Search the entries for the string "frame" and give the number of lines that hold it, nothing more.

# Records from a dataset

▼▼▼

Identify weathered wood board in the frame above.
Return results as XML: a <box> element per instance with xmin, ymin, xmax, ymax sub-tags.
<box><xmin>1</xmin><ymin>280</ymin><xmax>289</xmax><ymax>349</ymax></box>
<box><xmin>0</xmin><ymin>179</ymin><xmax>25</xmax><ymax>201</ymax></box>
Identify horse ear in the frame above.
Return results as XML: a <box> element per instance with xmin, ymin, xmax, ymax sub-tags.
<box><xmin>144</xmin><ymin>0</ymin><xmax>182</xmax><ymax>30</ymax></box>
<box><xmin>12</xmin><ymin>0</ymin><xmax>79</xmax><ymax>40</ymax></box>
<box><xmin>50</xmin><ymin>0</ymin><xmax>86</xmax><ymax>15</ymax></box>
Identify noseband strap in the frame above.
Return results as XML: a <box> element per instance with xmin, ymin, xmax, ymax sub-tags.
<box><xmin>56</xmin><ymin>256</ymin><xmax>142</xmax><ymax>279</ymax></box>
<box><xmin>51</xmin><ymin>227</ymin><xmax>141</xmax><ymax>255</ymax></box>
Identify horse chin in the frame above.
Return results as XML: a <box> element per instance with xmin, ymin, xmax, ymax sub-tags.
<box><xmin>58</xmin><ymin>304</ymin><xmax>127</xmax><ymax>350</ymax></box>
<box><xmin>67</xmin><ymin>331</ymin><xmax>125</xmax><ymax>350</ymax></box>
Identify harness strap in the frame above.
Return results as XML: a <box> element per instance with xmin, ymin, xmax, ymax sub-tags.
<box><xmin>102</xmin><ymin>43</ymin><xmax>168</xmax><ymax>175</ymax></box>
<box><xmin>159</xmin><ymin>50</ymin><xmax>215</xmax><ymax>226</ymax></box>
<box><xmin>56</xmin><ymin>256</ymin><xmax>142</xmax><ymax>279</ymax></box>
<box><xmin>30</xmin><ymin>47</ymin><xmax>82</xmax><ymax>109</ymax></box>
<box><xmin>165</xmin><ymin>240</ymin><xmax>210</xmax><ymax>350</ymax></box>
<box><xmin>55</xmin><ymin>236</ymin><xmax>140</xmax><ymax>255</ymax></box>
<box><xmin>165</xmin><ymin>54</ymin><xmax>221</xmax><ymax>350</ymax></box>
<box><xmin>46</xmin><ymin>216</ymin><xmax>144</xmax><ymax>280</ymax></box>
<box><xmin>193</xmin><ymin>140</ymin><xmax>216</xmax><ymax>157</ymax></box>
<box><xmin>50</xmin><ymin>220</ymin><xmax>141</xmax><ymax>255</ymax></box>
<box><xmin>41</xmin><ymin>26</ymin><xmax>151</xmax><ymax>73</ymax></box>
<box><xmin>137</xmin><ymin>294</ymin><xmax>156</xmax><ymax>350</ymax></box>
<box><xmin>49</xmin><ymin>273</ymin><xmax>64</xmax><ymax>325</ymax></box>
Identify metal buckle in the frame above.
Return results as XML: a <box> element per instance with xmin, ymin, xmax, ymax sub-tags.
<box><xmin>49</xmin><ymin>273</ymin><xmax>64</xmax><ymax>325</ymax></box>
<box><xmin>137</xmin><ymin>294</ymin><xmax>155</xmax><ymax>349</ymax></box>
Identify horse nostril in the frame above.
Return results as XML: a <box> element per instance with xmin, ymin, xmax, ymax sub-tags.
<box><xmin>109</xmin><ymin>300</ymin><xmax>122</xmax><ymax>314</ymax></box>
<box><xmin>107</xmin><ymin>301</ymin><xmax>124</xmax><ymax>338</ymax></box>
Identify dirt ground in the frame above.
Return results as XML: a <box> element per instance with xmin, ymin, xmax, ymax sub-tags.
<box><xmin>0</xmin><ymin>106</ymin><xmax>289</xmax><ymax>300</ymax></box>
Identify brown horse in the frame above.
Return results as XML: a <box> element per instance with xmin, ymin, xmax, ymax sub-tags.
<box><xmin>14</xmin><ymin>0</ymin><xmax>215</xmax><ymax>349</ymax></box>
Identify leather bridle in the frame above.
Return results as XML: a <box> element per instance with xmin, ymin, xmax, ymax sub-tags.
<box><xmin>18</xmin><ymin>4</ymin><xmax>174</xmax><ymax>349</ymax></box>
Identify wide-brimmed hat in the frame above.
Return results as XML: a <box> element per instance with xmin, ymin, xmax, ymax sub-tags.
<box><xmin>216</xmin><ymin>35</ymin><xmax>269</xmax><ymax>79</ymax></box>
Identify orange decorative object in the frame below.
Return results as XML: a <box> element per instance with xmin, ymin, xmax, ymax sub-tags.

▲▲▲

# SOLUTION FOR THIS EXERCISE
12